株式会社Speeeは、2007年11月に設立された日本のIT企業で、データドリブンな事業開発を通じて、顧客企業や対象業界のデジタルトランスフォーメーション(DX)を推進しています。 同社は「解き尽くす。未来を引きよせる。」というミッションを掲げ、中長期的な視点で企業価値の最大化を目指しています。

株式会社Speee

主な事業として、マーケティングインテリジェンス事業デジタルトランスフォーメーション事業を展開しています。 マーケティングインテリジェンス事業では、データ解析技術を活用し、クライアント企業のマーケティング戦略の立案から実行までをサポートしています。デジタルトランスフォーメーション事業では、不動産や介護、リフォームなどのレガシー産業に対し、IT技術を活用した業務改革を推進しています。

また、グループ会社として、ブロックチェーン技術を活用した事業を展開する株式会社Datachainや、ヘルスケア分野で事業を行う株式会社ThinQ Healthcareを有しています。

このDatachainが展開している事業が今回の重要なポイントになりますし、詳しく解説するので、最後まで読んでみてください!

2020年7月10日に東証スタンダード市場(証券コード:4499)に上場し、2022年9月期には売上高約112億円、営業利益約15億円を計上しています。従業員数は約700名(2024年5月現在)で、持続的な高成長を続けています。

同社は、毎年新規事業を創出することを目指し、デジタルマーケティングやSaaSなどの先進的な分野で数々の事業を展開しています。また、社員がメリハリを持って働ける環境を整備し、ワークライフバランスを重視した働き方を実現しています。

Speeeのなにが注目? 👀

株式会社Speeeは、デジタルアセットの発行・管理基盤「Progmat(プログマ)」の開発を行う新会社を三菱UFJ信託銀行らと設立し、ステーブルコイン関連事業に取り組んでいます。(参考) 

2024年11月22日、日本経済新聞は金融庁がステーブルコインの仲介業を新設する検討に入ったと報じました。この報道を受け、Speeeの株価はストップ高買い気配となっています (参考)。

また、Speeeの子会社である株式会社Datachainは、三菱UFJ信託銀行と連携し、パブリックブロックチェーン間でのステーブルコイン利用取引を可能にするクロスチェーンインフラの構築を進めています(参考)。

これらの取り組みにより、Speeeは日本国内でのステーブルコイン事業において重要な役割を果たす可能性があります。しかし、2024年12月現在、株価が短期間で大幅に上昇しているため、投資判断を行う際には、事業の進捗状況や市場環境を慎重に分析することが重要かと思います。

Datachain、Oasys、TOKIの提携のブロックチェーンゲーム

2023年のプレスリリースによると、Datachain、Oasys、TOKIが提携し、ブロックチェーンゲームの「インターオペラビリティ(相互運用性)」を推進するプロジェクトを発表しています。ブロックチェーンの進化により、ゲームプレイヤーが単なる楽しみだけでなく、稼ぐ力を持つ時代が到来しています。

○ ○ ○ ○

§ 課題 A
Speeeに関する文章のうち「2020年7月10日に東証スタンダード市場」で始まる段落を、主要な事実を残したまま箇条書きに整理してください。
§ 課題 B
次の記述(i)〜(iii)がSpeeeに関する文章の内容と一致するかを、それぞれ「はい」か「いいえ」で判定し、判断の根拠となる文中の語句をそのまま引用してください。
(i) 株式会社Speeeは2007年11月に設立された。
(ii) ヘルスケア分野で事業を行っているグループ会社は株式会社Datachainである。
(iii) 金融庁がステーブルコインの仲介業の新設を検討していると日本経済新聞が報じたのは、2024年11月22日である。
§ 課題 C
Speeeに関する文章の続きを、最後の文の直後から書き上げてください。
この後に続くレコードは参照しなくてかまいません。

○ ○ ○ ○

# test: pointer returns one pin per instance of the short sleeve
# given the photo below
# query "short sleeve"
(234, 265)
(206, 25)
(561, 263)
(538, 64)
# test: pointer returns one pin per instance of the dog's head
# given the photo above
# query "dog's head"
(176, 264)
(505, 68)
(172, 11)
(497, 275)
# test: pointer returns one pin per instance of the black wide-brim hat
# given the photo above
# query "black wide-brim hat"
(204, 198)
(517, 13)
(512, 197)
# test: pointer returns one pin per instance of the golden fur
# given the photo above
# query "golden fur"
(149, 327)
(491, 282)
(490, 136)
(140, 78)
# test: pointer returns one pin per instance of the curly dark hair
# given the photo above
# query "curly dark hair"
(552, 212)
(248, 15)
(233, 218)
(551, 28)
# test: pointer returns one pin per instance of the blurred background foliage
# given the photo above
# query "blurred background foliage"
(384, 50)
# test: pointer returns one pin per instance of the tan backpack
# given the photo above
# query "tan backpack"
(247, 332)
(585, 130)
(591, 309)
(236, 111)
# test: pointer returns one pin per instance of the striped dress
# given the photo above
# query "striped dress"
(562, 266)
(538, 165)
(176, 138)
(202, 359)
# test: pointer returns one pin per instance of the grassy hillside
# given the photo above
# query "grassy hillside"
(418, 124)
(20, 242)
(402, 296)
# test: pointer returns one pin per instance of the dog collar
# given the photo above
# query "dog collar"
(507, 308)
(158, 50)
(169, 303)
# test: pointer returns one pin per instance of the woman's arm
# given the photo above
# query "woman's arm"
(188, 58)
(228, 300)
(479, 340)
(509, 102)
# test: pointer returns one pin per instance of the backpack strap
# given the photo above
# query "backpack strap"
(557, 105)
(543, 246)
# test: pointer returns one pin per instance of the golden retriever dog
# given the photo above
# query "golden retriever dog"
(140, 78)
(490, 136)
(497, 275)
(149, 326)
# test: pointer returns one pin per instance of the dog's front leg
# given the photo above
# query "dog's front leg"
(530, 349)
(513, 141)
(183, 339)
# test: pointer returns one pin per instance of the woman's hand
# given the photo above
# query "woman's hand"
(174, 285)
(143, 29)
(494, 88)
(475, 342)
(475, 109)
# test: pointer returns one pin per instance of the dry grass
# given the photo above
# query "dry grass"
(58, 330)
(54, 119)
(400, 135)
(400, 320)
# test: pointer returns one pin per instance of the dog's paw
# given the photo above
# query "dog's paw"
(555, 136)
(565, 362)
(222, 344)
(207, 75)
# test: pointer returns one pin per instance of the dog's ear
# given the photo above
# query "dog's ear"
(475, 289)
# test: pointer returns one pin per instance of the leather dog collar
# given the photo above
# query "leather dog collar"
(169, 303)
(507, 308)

○ ○ ○ ○

§ 解答結果 A
- 上場:2020年7月10日、東証スタンダード市場(証券コード:4499)
- 2022年9月期の業績:売上高約112億円、営業利益約15億円
- 従業員数:約700名(2024年5月現在)
- 持続的な高成長を継続中

§ 解答結果 B
(i) はい:「2007年11月に設立された」
(ii) いいえ:「ヘルスケア分野で事業を行う株式会社ThinQ Healthcare」
(iii) はい:「2024年11月22日、日本経済新聞は金融庁がステーブルコインの仲介業を新設する検討に入ったと報じました」

§ 解答結果 C
しかし、このプレスリリース以降は、大きなニュースや動きは見られないので、現状の進捗については不明です。

金融庁の動向

金融庁がステーブルコイン仲介業の新設を検討しているというニュースは、ステーブルコインを取り巻く規制環境が整備される期待感を呼び起こし、関連企業の株価に強気の動きをもたらしました。特に、株式会社Speeeがこの分野で事業展開を進めていることから、投資家の注目が集中し、買い気配となっているようです。

この反応から市場参加者は以下のような期待を持っているのではないでしょうか?

  • 規制の明確化によりステーブルコインの利用拡大が加速する。
  • Speeeの技術基盤やパートナーシップが、同社を市場のリーダー的存在に押し上げる可能性。

売り気配

一方で、個人投資家の間で「売り予想」が急増している点には注意が必要です。この要因をいくつか考えてみました。

  1. 株価の急上昇による利益確定売り 株価が短期間で大幅に上昇した場合、短期投資家が利益を確定しようとする動きが出ます。これにより売り圧力が増大します。
  2. 高値警戒感 株価の急騰により、投資家が過熱感を感じている可能性があります。「期待先行」の価格上昇が続く場合、実際の業績や事業進捗が追いつかなければ、大きな調整リスクを伴います。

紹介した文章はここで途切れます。